● Input rows
= = = = = = =

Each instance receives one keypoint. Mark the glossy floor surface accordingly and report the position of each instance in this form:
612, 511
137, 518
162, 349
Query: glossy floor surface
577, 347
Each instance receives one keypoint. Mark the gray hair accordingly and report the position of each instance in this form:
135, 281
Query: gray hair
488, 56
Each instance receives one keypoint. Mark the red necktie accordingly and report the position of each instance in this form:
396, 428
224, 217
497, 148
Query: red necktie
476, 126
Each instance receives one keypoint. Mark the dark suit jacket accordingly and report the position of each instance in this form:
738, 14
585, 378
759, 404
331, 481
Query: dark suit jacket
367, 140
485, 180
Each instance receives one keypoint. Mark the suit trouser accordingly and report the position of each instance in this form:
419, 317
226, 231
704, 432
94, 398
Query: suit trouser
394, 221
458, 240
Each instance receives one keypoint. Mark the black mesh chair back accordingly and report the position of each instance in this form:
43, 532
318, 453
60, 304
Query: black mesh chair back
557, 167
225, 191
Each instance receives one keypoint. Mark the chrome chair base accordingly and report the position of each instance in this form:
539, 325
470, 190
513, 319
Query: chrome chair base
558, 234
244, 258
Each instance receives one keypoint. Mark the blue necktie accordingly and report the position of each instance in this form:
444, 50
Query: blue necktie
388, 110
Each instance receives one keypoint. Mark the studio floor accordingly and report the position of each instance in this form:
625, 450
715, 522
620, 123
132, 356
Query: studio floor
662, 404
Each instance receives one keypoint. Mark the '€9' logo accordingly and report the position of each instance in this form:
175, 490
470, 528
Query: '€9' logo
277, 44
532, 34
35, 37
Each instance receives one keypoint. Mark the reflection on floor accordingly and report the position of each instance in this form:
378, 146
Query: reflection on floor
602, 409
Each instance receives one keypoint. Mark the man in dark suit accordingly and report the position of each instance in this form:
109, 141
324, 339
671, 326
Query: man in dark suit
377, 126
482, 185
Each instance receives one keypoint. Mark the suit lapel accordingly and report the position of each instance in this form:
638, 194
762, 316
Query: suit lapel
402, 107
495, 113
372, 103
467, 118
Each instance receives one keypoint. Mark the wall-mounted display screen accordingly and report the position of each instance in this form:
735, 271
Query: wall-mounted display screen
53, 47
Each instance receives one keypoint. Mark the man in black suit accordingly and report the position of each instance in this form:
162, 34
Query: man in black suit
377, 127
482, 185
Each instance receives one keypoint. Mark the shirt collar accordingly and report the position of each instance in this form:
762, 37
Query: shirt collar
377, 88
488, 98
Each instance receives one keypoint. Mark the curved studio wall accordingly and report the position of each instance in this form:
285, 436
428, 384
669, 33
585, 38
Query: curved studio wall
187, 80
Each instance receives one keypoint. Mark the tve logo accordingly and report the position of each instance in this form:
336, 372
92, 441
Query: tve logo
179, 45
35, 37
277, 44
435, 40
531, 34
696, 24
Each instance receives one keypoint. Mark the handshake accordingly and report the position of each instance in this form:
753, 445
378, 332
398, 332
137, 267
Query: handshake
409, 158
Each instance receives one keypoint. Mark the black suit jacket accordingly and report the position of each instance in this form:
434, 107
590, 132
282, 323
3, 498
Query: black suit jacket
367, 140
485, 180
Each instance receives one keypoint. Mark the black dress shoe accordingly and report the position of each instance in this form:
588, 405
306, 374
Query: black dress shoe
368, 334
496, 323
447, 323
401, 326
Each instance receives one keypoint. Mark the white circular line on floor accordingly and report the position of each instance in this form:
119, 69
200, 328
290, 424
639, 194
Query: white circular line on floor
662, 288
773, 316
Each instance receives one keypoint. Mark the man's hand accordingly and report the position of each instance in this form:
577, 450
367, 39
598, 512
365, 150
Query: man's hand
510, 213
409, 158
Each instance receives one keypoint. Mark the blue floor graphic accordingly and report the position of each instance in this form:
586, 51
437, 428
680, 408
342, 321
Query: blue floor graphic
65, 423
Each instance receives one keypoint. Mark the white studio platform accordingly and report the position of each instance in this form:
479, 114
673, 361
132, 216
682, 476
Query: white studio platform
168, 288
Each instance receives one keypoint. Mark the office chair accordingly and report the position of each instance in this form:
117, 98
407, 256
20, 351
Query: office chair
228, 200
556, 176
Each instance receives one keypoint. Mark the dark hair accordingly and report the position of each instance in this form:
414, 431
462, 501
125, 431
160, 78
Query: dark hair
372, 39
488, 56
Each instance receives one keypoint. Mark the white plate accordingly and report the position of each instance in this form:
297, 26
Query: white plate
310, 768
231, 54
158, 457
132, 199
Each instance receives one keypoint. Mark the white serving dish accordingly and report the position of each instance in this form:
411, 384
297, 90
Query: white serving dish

= = = = = = =

● Goal
Repeat the data precisely, reproducing every entry.

● Answer to this task
Each instance receives one keypoint. Mark the glossy floor surface accordingly and report the position of each instance in this form:
612, 511
137, 518
162, 349
Query: glossy floor surface
577, 347
Each instance receives one keypoint. Mark the gray hair accordingly and report the position of each instance in this form:
135, 281
Query: gray hair
488, 56
Each instance receives one keypoint. Mark the red necktie accordingly and report the position of each instance in this form:
396, 428
224, 217
497, 148
Query: red necktie
476, 126
Each instance receives one keypoint. Mark the dark suit jacket accordingly and report the position of each instance in this form:
738, 14
585, 378
759, 404
331, 481
Query: dark suit jacket
367, 140
485, 180
Each instance receives one keypoint. Mark the suit trouser accordingly and report the position of each instance in this form:
419, 317
226, 231
704, 432
94, 398
Query: suit trouser
394, 221
458, 240
Each instance receives one keypoint. Mark the black mesh chair back accordingly and report the position of each instance in this form:
43, 532
318, 453
60, 304
Query: black mesh chair back
557, 167
225, 191
Each instance receives one keypoint. Mark the chrome chair base accordingly and report the position of each instance in this form:
539, 325
470, 190
513, 319
Query: chrome chair base
558, 234
244, 258
Each instance receives one keypoint. Mark the blue necktie accordingly and report the position of each instance in this form:
444, 50
Query: blue necktie
388, 110
Each instance receives one keypoint. Mark the studio floor accordingly and report the position of each instance in this form:
625, 450
715, 522
620, 123
132, 356
Query: studio floor
662, 404
Each instance receives one keypoint. Mark the '€9' logo accordingly and report the position of each instance in this form:
175, 490
470, 528
Query: '€9' logo
277, 44
532, 34
35, 37
Each instance receives one keypoint. Mark the reflection on floor accordingly and report the position of each instance in this form:
378, 146
Query: reflection on floor
602, 409
Each instance receives one keypoint. Mark the man in dark suit accordingly and report the position of each instance in this form:
109, 141
324, 339
671, 326
Query: man in dark suit
377, 126
482, 185
Each instance receives one keypoint. Mark the suit lapel accordingly and report the position of each instance in this form:
638, 194
762, 316
Query: suit lapel
402, 107
495, 113
372, 103
467, 118
Each instance receives one keypoint. Mark the wall-mounted display screen accordingly and report the position of each instance in this form:
735, 271
Query: wall-mounted display screen
53, 47
Each instance receives one keypoint. Mark the man in black suit accordingly and report the position of each instance in this form:
162, 34
Query: man in black suit
377, 127
482, 185
Each instance receives one keypoint. Mark the shirt collar accordingly and report the position of each instance in this form:
762, 37
Query: shirt collar
377, 88
488, 98
Each instance receives one keypoint. Mark the curved studio wall accordingly and report the position of each instance in this form:
285, 436
428, 384
669, 33
585, 38
Query: curved studio wall
187, 80
Each instance receives one keypoint. Mark the tve logo accordingly and report the position of each instance in this form:
336, 372
92, 441
Query: tve logo
179, 45
35, 37
277, 44
435, 40
531, 34
696, 24
Each instance receives one keypoint. Mark the handshake accordingly and report the position of each instance in this form:
753, 445
378, 332
398, 332
137, 267
Query: handshake
409, 158
Each instance receives one keypoint. Mark the black suit jacket accordingly and report the position of each instance in this form:
434, 107
590, 132
282, 323
3, 498
Query: black suit jacket
367, 140
485, 180
Each instance receives one keypoint. Mark the black dress shoe accordingly and report the position of each instance in this form:
588, 405
306, 374
Query: black dress shoe
368, 334
496, 323
447, 323
401, 326
Each instance receives one keypoint. Mark the white circular line on floor accordingly and report the position of each instance in this form:
119, 69
200, 328
290, 424
639, 194
Query: white circular line on floor
662, 288
773, 316
Each instance receives one keypoint. Mark the man's hand accordingly and report the position of each instance in this form:
577, 450
367, 39
598, 512
365, 150
Query: man's hand
510, 213
409, 158
Each instance receives one keypoint. Mark the blue floor graphic accordingly and report the position of each instance in this form:
586, 51
437, 428
680, 408
342, 321
Query: blue floor graphic
65, 423
Each instance receives one keypoint. Mark the white studio platform accordingly and report the position of each instance in this form:
479, 114
673, 361
132, 216
682, 476
Query: white studio platform
168, 288
Each instance receives one keypoint. Mark the office chair accordingly and report the position of each instance in this form:
117, 98
407, 256
20, 351
Query: office chair
228, 200
556, 176
Each instance receives one keypoint. Mark the dark hair accordingly and report the position of each instance in this form:
414, 431
462, 501
125, 431
160, 78
Query: dark hair
372, 39
488, 56
Each instance receives one keypoint. Mark the white plate accordingly and report the position of each instance in this form:
297, 26
Query: white plate
310, 768
231, 54
158, 457
132, 199
Each instance receives one keypoint. Mark the white serving dish accordingly and report the position of each instance in this form:
411, 384
297, 90
Query: white serving dish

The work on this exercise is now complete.